Study material:

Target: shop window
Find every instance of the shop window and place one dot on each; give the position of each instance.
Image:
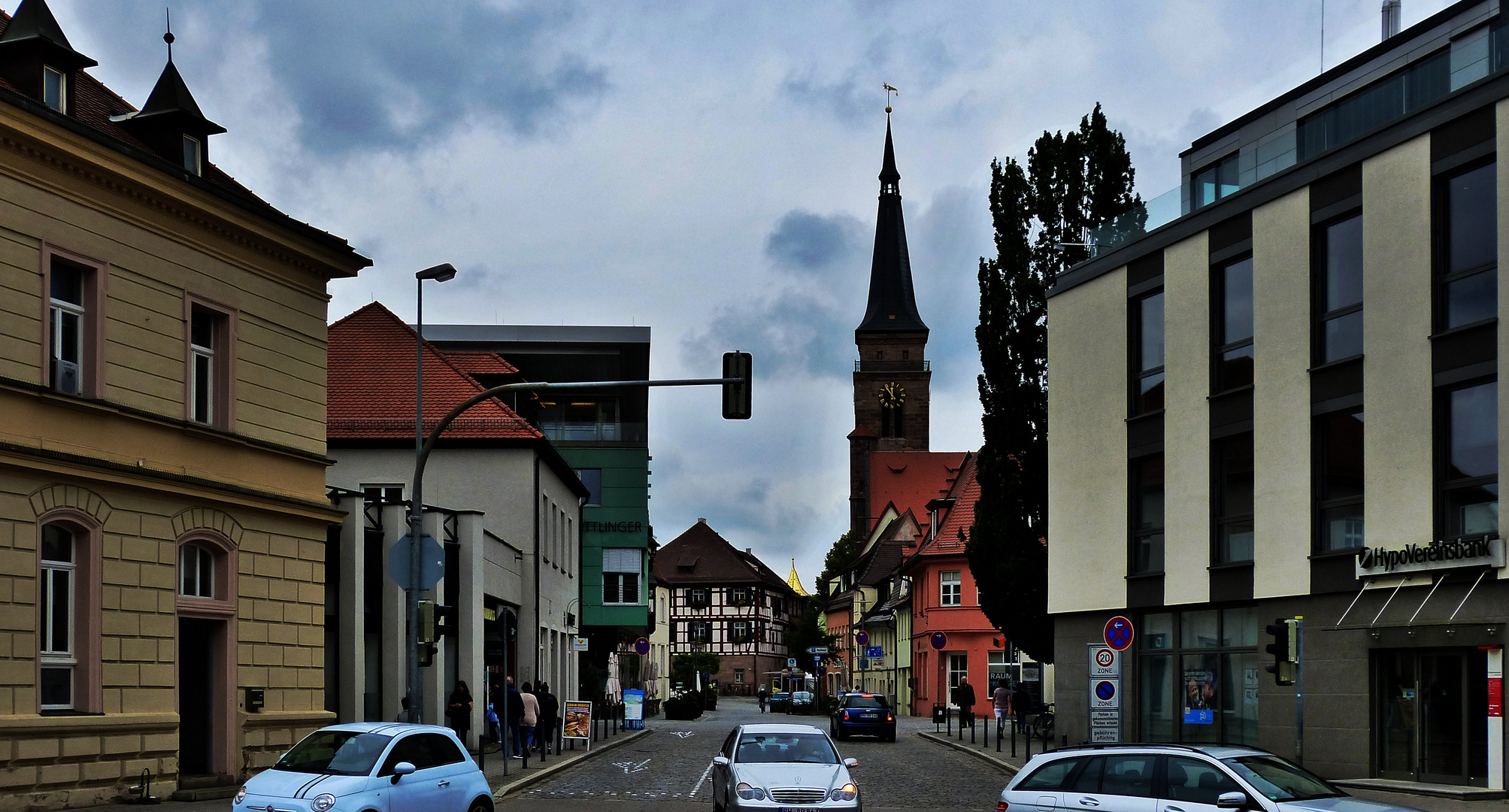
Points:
(620, 575)
(1339, 482)
(1147, 515)
(1468, 271)
(1233, 344)
(1198, 677)
(1339, 332)
(1468, 450)
(1233, 467)
(1147, 355)
(950, 589)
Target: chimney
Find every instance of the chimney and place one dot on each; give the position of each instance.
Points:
(1393, 17)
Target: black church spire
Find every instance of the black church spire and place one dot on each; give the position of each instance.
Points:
(892, 304)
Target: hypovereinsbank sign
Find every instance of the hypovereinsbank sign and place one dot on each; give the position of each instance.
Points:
(1441, 554)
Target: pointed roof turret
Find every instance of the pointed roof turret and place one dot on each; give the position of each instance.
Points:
(34, 31)
(892, 304)
(172, 106)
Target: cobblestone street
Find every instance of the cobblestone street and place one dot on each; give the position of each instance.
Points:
(671, 767)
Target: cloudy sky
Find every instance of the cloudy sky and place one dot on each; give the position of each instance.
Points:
(705, 168)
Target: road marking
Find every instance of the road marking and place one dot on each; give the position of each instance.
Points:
(704, 779)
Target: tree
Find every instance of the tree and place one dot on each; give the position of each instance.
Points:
(1044, 217)
(838, 559)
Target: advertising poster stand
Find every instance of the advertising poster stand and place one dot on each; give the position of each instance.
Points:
(577, 722)
(634, 710)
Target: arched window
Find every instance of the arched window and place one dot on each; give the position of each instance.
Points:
(59, 617)
(196, 571)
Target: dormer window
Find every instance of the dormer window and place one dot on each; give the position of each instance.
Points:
(55, 89)
(192, 154)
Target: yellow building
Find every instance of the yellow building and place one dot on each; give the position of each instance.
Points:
(162, 453)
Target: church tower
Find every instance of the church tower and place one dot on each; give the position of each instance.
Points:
(892, 374)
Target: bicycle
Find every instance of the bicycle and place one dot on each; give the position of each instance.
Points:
(1043, 725)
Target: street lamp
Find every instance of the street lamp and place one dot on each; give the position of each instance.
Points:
(441, 274)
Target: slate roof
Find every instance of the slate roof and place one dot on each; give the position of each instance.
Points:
(892, 304)
(701, 556)
(371, 385)
(911, 479)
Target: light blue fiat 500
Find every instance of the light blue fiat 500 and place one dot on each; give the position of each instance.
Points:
(370, 767)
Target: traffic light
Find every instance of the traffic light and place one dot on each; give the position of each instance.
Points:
(427, 654)
(446, 623)
(1284, 650)
(426, 633)
(737, 395)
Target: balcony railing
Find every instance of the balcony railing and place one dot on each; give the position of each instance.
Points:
(862, 365)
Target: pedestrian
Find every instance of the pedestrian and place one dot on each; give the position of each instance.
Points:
(550, 713)
(532, 714)
(1001, 702)
(458, 710)
(515, 711)
(1019, 705)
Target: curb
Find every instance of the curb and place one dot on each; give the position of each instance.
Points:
(548, 771)
(993, 761)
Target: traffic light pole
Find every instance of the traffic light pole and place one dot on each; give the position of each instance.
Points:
(423, 455)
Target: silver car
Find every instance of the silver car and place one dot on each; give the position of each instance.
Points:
(782, 768)
(1173, 777)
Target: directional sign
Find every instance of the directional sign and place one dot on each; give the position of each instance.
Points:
(1105, 695)
(1119, 633)
(432, 560)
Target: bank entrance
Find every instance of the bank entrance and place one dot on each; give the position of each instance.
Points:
(1431, 714)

Problem details:
Reproduce exactly the lines of the records above from the one with "Target: directional sign" to the one with "Target: bank entrance", both included, and leave out everything else.

Completed exercise:
Target: directional sign
Find every instance of the directional sign and place one dot on each; give the position of each instance.
Points:
(1105, 695)
(1119, 633)
(432, 560)
Target: bank entrance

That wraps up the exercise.